WORKING DATA below:

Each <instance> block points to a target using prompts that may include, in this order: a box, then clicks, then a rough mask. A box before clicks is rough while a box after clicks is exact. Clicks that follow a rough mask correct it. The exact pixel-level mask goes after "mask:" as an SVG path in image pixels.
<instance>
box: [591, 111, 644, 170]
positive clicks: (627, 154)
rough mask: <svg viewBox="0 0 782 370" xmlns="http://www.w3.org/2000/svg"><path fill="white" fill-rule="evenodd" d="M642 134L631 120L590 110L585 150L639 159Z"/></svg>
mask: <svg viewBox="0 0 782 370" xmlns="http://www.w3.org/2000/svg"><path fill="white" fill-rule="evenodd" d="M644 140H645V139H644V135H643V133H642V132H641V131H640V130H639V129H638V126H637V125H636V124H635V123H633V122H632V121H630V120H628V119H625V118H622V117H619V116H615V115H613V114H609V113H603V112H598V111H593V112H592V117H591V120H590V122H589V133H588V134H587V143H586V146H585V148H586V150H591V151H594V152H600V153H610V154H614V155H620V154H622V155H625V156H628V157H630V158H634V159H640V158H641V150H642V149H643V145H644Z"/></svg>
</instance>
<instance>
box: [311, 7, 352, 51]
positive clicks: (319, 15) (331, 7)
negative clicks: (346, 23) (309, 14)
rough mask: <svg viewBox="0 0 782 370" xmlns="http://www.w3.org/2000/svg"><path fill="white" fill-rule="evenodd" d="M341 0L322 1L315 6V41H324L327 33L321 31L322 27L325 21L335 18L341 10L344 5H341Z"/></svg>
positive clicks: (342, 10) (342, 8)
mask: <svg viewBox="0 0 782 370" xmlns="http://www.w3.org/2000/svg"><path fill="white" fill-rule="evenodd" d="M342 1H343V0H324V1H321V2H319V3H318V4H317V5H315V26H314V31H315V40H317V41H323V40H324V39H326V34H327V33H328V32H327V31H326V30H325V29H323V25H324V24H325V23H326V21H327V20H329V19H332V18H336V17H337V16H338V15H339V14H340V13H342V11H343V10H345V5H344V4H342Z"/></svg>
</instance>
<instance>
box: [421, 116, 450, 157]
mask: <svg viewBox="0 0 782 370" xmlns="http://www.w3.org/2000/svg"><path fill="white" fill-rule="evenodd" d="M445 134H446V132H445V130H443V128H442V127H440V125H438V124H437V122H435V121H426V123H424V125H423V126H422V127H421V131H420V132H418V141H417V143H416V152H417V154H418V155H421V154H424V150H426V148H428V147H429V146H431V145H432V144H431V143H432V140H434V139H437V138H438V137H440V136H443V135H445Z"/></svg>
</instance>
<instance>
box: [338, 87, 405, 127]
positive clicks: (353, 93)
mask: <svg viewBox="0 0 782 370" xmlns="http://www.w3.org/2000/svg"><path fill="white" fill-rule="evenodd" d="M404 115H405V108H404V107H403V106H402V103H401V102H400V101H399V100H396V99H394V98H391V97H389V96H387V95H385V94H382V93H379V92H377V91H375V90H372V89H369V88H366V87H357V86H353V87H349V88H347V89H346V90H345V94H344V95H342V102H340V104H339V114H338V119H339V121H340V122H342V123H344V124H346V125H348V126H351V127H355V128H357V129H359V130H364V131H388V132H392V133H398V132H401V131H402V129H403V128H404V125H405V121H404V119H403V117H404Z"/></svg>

End of WORKING DATA.

▶ WORK ORDER
Reproduce the lines above, beginning at the line with "box: [311, 7, 352, 51]" and stopping after the line with "box: [338, 87, 405, 127]", exactly as they are.

▶ EXPECTED ANSWER
box: [311, 7, 352, 51]
positive clicks: (319, 15) (331, 7)
negative clicks: (346, 23) (309, 14)
rough mask: <svg viewBox="0 0 782 370" xmlns="http://www.w3.org/2000/svg"><path fill="white" fill-rule="evenodd" d="M341 0L322 1L315 6V41H324L327 33L321 31L322 27L325 21L335 18L341 10L344 5H341Z"/></svg>
positive clicks: (342, 10) (342, 8)
mask: <svg viewBox="0 0 782 370" xmlns="http://www.w3.org/2000/svg"><path fill="white" fill-rule="evenodd" d="M342 1H343V0H324V1H321V2H319V3H318V4H317V5H315V26H314V31H315V40H317V41H323V40H324V39H326V34H327V33H328V32H327V31H326V30H325V29H323V25H324V24H325V23H326V21H327V20H329V19H332V18H336V17H337V16H338V15H339V14H340V13H342V11H343V10H345V5H344V4H342Z"/></svg>
</instance>
<instance>
box: [421, 116, 450, 157]
mask: <svg viewBox="0 0 782 370" xmlns="http://www.w3.org/2000/svg"><path fill="white" fill-rule="evenodd" d="M445 134H446V132H445V130H443V128H442V127H440V125H438V124H437V122H435V121H426V123H424V125H423V126H422V127H421V131H420V132H418V141H417V143H416V152H417V154H418V155H421V154H424V150H426V148H428V147H429V146H431V145H432V144H431V143H432V140H434V139H437V138H438V137H440V136H443V135H445Z"/></svg>
</instance>
<instance>
box: [338, 87, 405, 127]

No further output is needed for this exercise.